Saved entries

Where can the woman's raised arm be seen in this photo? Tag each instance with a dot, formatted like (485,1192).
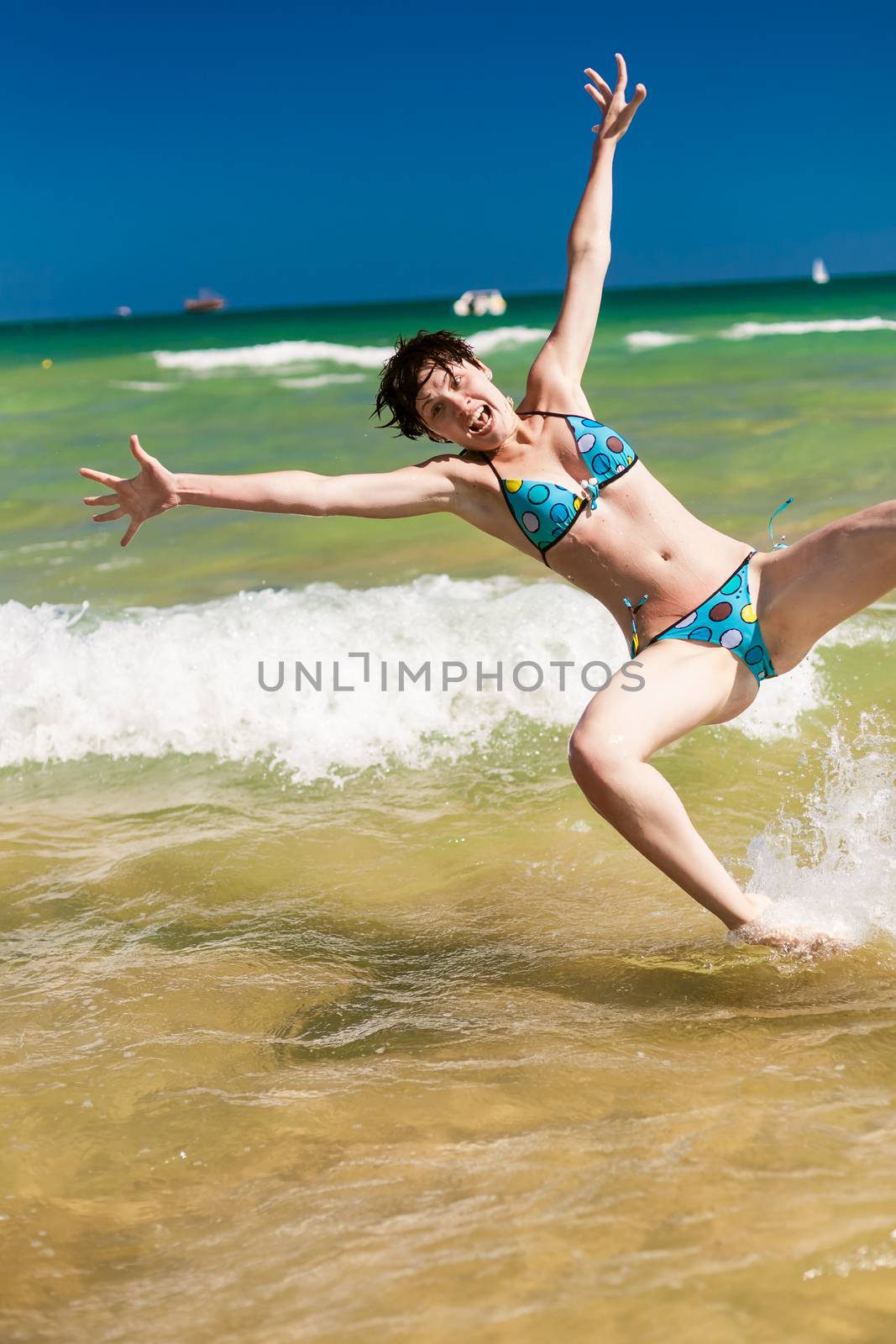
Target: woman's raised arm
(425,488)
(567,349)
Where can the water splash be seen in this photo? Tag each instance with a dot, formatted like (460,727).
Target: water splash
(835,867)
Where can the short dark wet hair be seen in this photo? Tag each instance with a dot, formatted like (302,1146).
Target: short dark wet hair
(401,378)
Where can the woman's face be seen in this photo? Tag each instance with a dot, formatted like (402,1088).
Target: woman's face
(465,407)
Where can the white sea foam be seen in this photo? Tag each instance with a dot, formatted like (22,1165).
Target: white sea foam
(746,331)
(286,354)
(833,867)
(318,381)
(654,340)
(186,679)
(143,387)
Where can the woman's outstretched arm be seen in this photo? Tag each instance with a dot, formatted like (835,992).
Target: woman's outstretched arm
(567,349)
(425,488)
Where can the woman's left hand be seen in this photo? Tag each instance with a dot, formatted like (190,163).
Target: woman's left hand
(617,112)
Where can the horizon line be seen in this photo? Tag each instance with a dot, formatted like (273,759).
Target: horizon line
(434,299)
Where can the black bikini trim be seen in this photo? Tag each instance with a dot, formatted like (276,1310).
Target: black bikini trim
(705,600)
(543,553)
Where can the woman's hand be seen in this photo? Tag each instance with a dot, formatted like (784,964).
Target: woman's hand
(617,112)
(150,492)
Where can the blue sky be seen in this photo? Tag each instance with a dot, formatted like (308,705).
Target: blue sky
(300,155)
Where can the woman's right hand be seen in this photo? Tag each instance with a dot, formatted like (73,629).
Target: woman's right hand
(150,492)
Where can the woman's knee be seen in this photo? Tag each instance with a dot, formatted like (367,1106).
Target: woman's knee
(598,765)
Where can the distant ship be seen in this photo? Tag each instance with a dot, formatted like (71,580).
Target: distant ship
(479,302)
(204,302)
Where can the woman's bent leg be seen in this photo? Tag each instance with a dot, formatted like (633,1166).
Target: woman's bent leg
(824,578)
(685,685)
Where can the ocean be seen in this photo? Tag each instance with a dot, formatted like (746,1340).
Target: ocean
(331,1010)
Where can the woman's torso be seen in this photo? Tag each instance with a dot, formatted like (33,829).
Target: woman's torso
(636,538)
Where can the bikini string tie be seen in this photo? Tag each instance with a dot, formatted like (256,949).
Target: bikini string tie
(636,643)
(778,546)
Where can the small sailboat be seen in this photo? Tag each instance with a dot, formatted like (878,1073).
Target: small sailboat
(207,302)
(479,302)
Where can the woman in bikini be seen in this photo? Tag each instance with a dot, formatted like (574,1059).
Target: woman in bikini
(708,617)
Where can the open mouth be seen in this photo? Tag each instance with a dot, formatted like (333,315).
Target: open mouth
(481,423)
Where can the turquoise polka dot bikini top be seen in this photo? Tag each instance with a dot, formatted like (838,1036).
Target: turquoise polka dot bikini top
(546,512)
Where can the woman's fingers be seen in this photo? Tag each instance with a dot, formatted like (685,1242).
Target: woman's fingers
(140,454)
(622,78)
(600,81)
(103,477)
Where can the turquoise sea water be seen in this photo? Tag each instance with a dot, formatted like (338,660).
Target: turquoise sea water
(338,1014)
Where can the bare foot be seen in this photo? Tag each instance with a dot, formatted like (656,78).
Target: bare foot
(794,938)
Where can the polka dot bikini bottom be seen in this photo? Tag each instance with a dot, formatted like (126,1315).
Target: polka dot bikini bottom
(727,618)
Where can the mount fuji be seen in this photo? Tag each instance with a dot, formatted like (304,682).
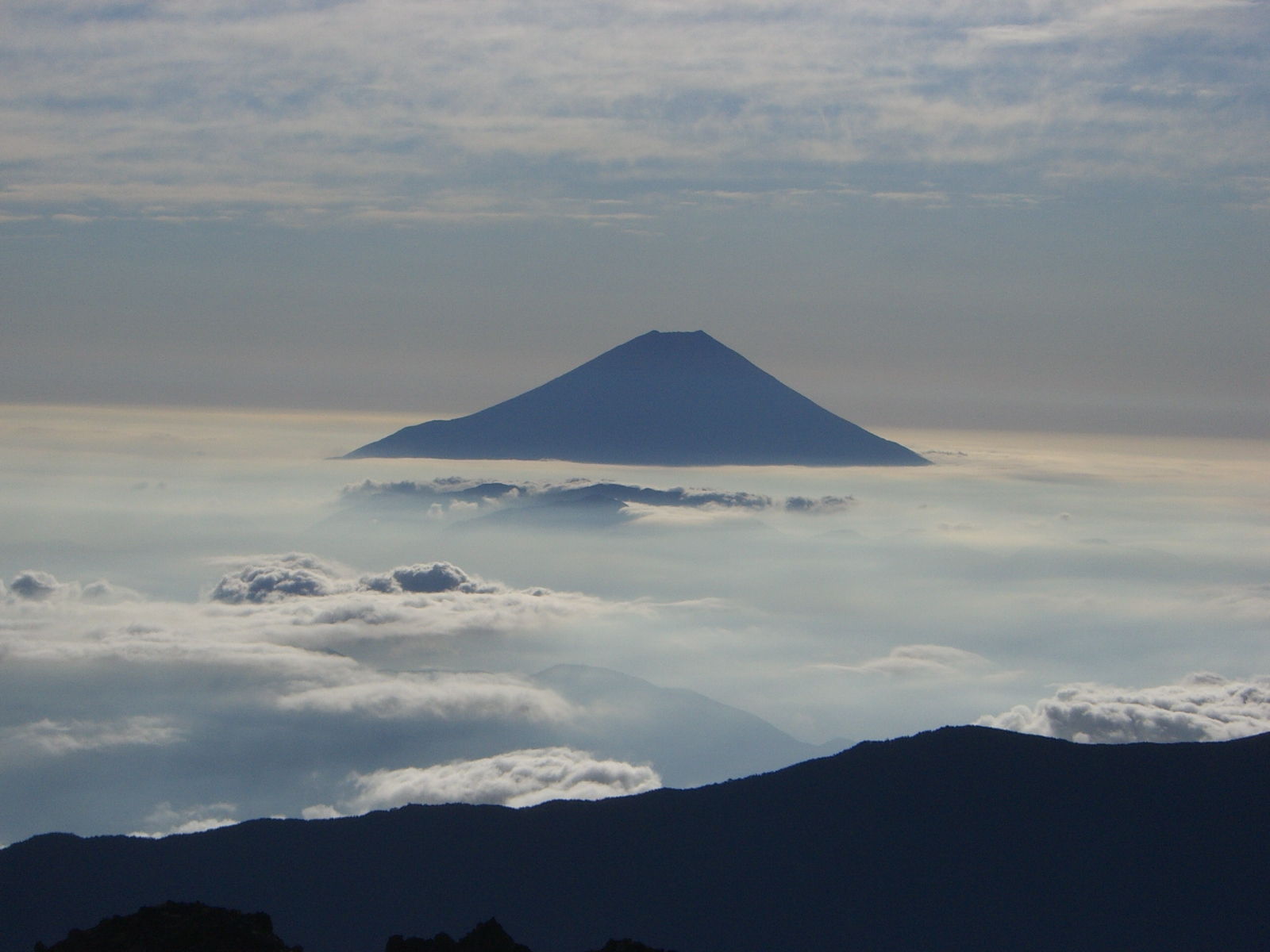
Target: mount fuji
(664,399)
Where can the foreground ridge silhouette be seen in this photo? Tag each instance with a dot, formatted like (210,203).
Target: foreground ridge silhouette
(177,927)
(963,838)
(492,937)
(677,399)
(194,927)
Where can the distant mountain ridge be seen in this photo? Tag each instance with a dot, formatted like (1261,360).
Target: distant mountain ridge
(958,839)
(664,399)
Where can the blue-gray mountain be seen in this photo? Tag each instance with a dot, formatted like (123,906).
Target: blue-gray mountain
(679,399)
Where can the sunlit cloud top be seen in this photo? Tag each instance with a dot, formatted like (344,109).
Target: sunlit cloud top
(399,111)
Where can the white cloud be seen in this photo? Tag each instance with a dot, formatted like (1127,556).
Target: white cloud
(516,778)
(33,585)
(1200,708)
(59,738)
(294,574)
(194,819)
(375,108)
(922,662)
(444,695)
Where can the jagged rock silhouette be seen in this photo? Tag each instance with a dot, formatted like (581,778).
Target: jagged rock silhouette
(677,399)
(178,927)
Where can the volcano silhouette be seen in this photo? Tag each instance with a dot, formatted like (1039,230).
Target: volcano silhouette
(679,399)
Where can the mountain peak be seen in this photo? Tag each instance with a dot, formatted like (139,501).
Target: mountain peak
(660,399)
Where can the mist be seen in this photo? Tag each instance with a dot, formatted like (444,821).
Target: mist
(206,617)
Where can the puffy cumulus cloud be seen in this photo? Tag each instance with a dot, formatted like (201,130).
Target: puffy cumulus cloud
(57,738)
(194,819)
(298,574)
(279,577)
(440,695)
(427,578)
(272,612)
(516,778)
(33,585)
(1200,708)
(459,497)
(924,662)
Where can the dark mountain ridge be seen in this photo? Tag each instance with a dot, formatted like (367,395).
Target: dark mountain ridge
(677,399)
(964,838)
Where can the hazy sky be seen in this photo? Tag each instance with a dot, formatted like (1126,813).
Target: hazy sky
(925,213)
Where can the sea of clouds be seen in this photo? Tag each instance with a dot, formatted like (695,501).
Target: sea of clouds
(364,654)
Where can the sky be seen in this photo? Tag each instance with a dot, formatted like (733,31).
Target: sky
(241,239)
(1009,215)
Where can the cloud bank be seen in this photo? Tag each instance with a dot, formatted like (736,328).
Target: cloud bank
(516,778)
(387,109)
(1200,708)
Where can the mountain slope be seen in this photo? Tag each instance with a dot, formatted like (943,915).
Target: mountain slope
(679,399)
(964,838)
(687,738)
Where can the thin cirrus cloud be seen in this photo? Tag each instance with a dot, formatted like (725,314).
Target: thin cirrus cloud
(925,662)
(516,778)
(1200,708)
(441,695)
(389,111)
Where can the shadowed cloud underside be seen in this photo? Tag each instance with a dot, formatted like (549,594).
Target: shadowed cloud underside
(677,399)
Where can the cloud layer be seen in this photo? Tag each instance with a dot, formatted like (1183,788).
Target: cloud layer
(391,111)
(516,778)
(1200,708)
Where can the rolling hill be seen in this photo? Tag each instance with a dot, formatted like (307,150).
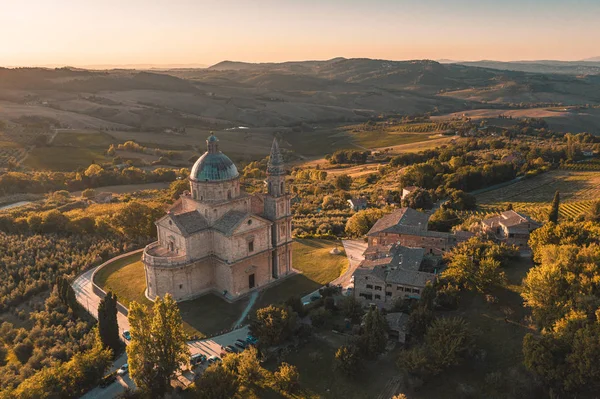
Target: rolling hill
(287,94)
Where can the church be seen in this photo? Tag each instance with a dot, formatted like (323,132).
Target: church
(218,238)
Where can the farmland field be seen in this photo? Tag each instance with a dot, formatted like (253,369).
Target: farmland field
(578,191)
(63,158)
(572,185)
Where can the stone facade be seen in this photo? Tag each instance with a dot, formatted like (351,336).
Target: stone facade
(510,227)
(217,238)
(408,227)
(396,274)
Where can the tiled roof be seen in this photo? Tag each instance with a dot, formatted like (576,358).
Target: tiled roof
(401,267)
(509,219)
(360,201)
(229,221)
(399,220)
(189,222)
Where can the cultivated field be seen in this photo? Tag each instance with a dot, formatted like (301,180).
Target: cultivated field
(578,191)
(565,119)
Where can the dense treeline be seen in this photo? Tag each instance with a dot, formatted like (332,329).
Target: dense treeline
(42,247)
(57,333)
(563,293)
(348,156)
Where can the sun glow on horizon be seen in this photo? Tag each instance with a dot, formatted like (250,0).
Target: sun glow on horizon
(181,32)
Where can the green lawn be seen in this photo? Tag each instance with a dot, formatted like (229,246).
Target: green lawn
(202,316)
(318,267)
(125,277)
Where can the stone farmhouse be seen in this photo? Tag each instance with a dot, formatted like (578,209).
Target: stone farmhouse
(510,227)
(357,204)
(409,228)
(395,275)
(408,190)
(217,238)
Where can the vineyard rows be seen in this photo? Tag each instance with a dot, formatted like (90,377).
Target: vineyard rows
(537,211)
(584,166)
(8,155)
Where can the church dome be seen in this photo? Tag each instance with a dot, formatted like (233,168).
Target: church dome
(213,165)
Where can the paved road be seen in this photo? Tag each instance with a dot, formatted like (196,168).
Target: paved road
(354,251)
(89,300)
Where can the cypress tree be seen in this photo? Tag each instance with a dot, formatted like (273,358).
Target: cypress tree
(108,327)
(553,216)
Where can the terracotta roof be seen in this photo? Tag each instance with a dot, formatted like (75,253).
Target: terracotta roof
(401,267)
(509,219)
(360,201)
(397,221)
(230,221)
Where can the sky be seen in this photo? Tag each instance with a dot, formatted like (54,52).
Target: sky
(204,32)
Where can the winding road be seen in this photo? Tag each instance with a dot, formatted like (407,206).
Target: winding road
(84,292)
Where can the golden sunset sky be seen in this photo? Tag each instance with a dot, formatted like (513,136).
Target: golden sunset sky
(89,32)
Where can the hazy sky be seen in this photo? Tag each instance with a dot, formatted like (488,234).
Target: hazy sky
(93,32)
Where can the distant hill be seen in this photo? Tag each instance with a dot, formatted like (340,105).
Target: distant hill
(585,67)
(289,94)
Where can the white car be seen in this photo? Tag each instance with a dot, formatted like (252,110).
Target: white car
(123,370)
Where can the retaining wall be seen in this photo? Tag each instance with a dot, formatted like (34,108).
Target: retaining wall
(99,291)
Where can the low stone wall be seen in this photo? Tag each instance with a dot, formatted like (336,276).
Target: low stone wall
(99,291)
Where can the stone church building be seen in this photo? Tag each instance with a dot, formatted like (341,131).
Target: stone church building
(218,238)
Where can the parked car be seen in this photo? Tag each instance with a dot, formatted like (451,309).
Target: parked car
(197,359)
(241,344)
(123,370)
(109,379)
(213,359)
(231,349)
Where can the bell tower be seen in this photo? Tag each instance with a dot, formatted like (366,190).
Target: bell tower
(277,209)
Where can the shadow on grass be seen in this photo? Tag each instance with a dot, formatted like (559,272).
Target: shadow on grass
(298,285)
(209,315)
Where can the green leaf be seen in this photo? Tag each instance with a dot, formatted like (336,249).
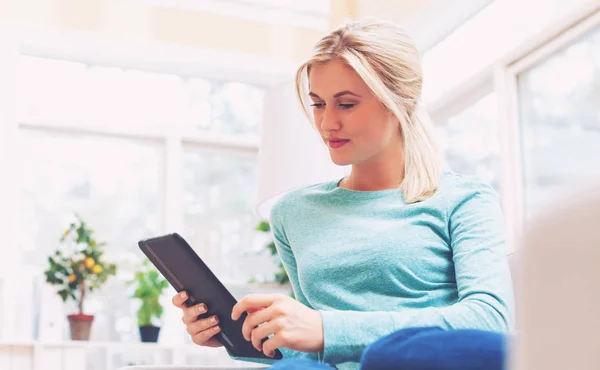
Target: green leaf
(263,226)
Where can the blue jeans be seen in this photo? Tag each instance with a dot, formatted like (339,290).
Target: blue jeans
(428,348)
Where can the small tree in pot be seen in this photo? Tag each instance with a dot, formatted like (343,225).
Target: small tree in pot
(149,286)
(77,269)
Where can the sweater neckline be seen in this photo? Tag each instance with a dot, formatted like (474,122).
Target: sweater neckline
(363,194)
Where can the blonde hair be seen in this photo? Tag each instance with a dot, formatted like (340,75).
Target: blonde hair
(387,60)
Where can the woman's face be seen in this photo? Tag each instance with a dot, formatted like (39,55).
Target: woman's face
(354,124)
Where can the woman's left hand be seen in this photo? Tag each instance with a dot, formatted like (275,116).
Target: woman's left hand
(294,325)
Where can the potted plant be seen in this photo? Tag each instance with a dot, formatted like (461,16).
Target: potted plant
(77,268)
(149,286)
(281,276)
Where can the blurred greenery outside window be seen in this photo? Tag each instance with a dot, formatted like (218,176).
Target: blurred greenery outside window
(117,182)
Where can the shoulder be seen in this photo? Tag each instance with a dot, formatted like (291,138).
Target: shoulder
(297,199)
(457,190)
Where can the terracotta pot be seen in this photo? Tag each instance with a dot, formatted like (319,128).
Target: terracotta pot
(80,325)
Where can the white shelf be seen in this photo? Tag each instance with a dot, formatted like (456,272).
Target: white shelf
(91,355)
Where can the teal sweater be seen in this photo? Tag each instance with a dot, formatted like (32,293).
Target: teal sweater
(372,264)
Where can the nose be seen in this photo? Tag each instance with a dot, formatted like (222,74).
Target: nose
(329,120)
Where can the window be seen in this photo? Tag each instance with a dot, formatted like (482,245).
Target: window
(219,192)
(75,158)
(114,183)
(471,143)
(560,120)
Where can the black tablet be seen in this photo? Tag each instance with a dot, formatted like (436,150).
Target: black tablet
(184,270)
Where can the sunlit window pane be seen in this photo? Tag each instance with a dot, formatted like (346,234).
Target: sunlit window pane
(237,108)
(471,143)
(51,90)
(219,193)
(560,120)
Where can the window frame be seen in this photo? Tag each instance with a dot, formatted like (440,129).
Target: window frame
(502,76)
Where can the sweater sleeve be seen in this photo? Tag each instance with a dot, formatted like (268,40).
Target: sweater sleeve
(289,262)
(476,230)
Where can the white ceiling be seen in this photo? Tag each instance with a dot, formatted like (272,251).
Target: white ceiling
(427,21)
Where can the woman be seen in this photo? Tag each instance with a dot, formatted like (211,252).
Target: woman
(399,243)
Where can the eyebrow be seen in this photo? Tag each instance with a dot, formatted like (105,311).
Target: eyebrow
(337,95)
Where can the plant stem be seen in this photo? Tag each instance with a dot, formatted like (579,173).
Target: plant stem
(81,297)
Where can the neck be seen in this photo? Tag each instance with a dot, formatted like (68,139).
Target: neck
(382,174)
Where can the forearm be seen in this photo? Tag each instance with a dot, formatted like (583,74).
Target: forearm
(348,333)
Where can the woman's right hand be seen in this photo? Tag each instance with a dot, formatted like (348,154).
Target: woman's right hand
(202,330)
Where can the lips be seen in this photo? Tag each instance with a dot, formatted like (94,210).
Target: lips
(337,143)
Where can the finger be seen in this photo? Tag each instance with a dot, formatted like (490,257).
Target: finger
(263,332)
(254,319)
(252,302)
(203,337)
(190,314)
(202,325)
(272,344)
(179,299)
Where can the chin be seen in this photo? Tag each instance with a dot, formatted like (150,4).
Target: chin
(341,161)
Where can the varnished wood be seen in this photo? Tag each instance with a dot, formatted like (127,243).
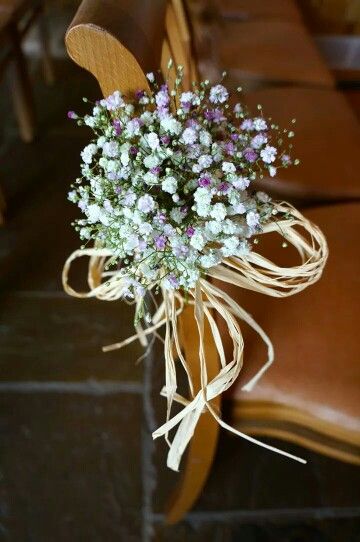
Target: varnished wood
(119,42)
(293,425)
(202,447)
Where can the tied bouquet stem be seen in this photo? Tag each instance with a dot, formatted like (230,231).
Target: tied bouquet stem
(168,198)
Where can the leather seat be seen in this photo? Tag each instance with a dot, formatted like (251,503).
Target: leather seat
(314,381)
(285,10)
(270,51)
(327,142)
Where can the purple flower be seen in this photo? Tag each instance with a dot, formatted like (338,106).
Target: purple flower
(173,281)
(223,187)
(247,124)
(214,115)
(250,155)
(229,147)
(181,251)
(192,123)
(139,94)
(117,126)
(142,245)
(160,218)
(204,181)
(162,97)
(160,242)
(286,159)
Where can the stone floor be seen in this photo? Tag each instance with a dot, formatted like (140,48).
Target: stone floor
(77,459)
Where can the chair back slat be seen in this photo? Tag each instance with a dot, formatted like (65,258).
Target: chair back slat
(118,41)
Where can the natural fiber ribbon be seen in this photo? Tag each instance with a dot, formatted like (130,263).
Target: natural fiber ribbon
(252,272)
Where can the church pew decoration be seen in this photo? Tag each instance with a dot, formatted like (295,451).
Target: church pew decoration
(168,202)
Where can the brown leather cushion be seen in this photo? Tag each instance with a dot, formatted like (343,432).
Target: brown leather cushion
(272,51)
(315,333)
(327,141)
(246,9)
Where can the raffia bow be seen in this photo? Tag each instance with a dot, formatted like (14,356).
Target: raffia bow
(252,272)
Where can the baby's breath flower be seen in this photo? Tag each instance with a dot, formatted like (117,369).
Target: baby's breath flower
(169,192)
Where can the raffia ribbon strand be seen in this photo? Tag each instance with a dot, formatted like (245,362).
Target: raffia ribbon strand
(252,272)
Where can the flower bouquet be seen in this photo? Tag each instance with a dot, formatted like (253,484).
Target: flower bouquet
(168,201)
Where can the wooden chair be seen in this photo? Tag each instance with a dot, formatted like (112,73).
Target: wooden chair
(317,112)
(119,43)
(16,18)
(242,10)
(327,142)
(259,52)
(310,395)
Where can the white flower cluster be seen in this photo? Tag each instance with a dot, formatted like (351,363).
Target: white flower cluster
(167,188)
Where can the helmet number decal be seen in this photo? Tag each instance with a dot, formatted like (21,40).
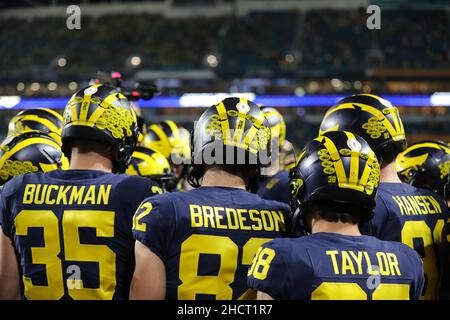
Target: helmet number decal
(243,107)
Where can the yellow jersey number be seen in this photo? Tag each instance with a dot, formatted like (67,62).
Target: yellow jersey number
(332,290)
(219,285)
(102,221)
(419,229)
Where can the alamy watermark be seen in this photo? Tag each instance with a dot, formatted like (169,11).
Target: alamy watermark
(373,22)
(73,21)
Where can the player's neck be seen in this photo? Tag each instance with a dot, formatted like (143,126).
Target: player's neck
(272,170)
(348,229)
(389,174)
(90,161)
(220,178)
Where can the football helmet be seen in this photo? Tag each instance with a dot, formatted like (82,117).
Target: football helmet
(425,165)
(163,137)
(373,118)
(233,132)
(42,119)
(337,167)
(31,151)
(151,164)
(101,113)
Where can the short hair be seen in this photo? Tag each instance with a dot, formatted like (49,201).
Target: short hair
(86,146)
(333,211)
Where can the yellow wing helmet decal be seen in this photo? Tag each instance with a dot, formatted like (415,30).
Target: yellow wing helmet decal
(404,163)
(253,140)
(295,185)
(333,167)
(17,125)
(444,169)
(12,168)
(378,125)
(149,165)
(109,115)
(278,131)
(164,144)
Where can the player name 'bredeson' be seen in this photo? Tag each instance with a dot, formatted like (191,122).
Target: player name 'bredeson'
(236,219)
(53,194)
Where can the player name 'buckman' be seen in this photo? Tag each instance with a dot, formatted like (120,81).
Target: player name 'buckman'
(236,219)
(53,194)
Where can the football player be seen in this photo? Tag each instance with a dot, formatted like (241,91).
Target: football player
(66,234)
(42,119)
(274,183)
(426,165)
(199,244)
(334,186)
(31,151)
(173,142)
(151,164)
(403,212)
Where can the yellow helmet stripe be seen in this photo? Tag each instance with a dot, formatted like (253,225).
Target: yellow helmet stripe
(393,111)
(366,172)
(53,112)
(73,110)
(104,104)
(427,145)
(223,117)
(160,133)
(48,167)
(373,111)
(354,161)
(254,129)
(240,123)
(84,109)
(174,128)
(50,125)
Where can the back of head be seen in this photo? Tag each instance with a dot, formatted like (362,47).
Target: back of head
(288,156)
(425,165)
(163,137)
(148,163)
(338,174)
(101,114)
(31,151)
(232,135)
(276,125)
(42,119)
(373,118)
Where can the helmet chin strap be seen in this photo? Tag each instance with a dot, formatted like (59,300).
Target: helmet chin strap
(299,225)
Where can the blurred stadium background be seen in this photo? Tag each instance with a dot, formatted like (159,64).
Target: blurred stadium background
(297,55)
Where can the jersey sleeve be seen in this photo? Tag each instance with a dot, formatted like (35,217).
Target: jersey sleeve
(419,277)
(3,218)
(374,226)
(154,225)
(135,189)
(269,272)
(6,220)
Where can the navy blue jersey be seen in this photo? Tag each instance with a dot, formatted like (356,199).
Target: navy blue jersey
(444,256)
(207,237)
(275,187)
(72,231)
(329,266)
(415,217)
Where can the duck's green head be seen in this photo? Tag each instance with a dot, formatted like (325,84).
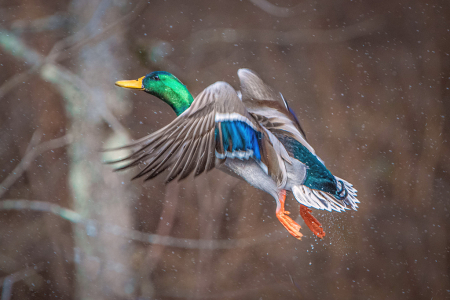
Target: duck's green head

:: PROBLEM DESCRIPTION ::
Collect every line with the string "duck" from the records, and copy each.

:: EXERCISE ANSWER ::
Where can the duck's green head be seen in this photo? Tag each instance with a dot, formatted like (325,84).
Target: duck's green head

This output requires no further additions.